Every line of the records must be repeated exactly; pictures stay out.

── PROVIDED MATERIAL

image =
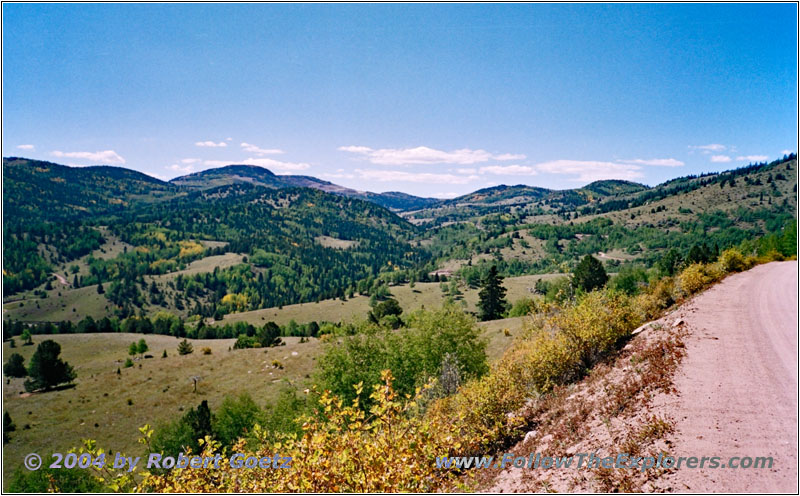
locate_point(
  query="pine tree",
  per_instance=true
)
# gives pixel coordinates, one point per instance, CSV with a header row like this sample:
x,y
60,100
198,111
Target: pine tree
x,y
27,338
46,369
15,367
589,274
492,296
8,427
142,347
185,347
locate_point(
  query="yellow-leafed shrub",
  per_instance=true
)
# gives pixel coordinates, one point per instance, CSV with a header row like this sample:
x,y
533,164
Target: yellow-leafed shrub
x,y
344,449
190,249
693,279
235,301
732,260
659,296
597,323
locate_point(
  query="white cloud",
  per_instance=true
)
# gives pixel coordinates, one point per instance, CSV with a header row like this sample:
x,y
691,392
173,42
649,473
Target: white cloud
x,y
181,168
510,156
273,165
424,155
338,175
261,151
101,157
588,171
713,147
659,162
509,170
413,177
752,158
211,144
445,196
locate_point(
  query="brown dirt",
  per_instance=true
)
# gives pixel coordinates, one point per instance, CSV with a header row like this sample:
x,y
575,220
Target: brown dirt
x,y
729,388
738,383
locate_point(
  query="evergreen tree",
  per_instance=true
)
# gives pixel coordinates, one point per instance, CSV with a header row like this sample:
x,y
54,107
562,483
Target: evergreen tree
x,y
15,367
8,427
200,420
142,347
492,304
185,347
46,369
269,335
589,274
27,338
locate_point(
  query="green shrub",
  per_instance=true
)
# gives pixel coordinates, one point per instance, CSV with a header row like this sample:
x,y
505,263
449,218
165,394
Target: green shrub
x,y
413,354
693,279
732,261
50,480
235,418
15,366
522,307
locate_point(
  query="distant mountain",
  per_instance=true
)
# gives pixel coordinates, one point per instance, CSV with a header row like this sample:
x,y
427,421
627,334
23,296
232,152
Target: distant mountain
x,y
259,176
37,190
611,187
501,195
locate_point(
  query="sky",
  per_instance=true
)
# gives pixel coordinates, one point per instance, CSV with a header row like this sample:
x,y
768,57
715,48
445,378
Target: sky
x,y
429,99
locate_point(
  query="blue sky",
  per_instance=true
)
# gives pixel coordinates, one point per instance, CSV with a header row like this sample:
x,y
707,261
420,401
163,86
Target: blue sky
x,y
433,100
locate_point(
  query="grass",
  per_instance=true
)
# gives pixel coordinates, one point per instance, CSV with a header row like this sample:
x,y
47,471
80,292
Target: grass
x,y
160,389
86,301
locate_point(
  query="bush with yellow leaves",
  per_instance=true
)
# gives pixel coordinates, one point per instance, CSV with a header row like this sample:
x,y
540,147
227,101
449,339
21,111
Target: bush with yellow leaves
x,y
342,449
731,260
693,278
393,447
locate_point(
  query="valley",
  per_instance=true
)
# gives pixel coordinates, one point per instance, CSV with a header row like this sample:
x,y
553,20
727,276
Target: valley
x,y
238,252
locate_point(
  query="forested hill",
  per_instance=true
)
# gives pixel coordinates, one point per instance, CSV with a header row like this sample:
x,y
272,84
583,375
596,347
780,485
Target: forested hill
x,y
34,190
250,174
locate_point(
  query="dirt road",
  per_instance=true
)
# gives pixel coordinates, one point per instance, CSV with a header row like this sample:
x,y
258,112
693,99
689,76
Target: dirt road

────

■ EXERCISE SOLUTION
image =
locate_point(
  query="pine tree",
  per_instance=true
)
# gives pixel coordinates, one point per instance, CSV with a header row like this sample:
x,y
60,100
198,111
Target: pine tree
x,y
27,338
46,369
15,367
589,274
492,296
8,427
142,347
185,347
locate_point(
  query="yellow-leafed shrub",
  per_instance=true
)
# gives pixel coordinates, one point per instance, CSV with a header row like this sample:
x,y
533,164
Target: yellow-leafed shrub
x,y
344,449
190,249
693,279
235,301
732,260
659,296
597,323
locate_point(
  query="white cloud",
  per_instance=true
)
# gives pixel coordinates, one point per instance, CSV with a header row like this sample:
x,y
691,392
173,42
649,473
Target: white cloud
x,y
181,168
510,156
273,165
424,155
338,175
261,151
101,157
588,171
713,147
659,162
509,170
413,177
752,158
211,144
445,196
locate_point(
  query="brown dirt",
  per_instance=true
)
# gives pixel coordinates, one point per instance, CSV with a header row like this sample:
x,y
575,220
Target: brown dirt
x,y
729,388
738,383
locate_point(
  query="evergreen tree",
  per_instance=true
)
# gives pixel coordinates, one point per instance, CSV with a header row like this sample:
x,y
54,107
562,483
Target: evergreen tree
x,y
15,367
8,427
200,420
142,347
492,304
185,347
46,369
269,335
589,274
27,338
locate_point(
  query="green shrub",
  per_instance=true
)
# gives pixel coordinates, one point per instance, CSV with a header row like this sample:
x,y
505,263
449,218
165,394
Target: green shrub
x,y
413,354
693,279
732,261
50,480
235,418
15,366
522,307
locate_point(
  query="distant mountain",
  per_instance=true
)
# gives pixel coordinates, one point per instance, CSV with a header row like this sample:
x,y
427,421
627,334
23,296
232,152
Target: distant mountain
x,y
259,176
37,190
611,187
501,195
locate_point(
  query="sky",
  per_instance=true
)
# gives pixel coordinates, one point per instance, CSV with a header row like this sample:
x,y
768,57
715,48
445,378
Target: sky
x,y
429,99
locate_point(
  query="blue sky",
  per_instance=true
)
# gives pixel coordinates, one point per instance, CSV with a header row like this sample:
x,y
707,261
420,401
163,86
Target: blue sky
x,y
433,100
locate_point(
  query="grass",
  per_instance=true
)
# gives pixel coordinates, one point per instance, CSV with a header row like this sample:
x,y
47,471
80,292
Target: grass
x,y
160,389
86,301
locate_point(
  query="bush with yellow leaves",
  per_instance=true
)
# gives pixel coordinates, one point per instance, CSV with a header row like this sample:
x,y
540,147
227,101
449,339
21,111
Target: bush with yellow leaves
x,y
342,449
731,260
693,278
393,447
locate_point(
  query="valley",
  per_instance=true
)
# gives pixel coordinates, one point per instance, CSV with a header row like this sample:
x,y
553,20
727,276
Target: valley
x,y
238,252
locate_point(
  query="forested hill",
  per_instance=true
)
# gives pixel coordinates, one point per instance, CSV with a header row like this sample:
x,y
272,84
583,375
596,347
780,485
Target: forested hill
x,y
34,190
250,174
locate_point(
  query="dirt road",
  per_instance=true
)
# gives pixel coordinates, one point per instance, CSV with a header row like this sample:
x,y
258,112
693,99
689,76
Target: dirt road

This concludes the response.